What is needed is a copy of each line in the listing that contains "coordinate".

Input:

________

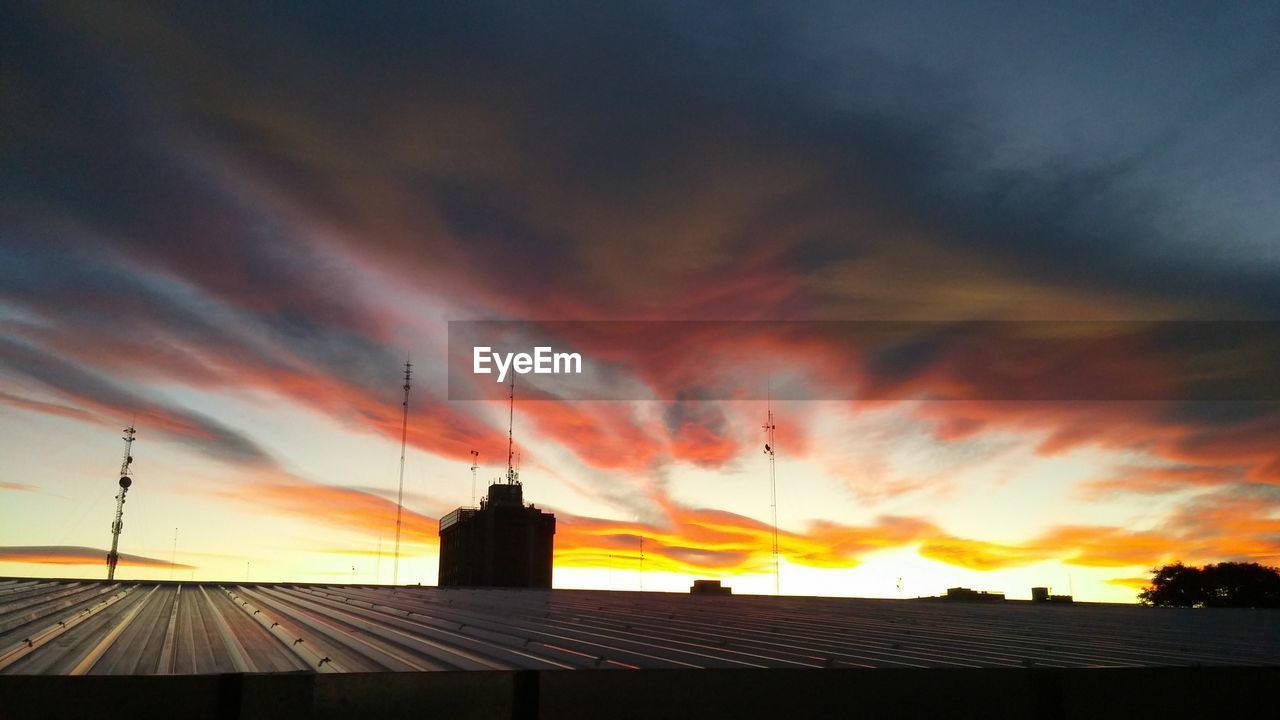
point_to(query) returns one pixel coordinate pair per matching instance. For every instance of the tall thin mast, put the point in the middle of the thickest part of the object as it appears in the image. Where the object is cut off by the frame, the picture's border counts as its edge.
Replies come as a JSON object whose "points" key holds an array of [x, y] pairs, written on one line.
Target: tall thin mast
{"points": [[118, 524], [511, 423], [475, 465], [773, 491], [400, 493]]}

________

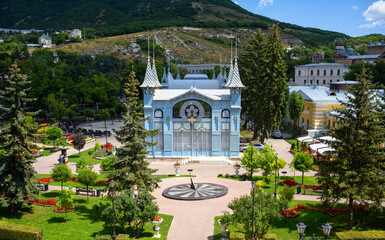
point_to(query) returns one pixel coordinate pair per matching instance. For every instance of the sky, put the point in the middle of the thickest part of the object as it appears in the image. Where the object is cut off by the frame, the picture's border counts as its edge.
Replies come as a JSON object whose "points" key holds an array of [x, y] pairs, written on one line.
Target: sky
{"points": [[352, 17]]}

________

Completed exercise:
point_to(query) returns one pixel coordinate pair per matching instance. For every instance of the tall thin mast, put the point in the middle of the thickest part of the object as it appears in the image. Where the object is cut off by the frame, the picture's border counts as its edge.
point_to(query) returns one pixel coordinate pair per matching instance. For every instance of the sky, put the point in the middle of the thickest part of the object as it appears in the image. Where the object is cut off by the frame, the picture's border counts as its edge.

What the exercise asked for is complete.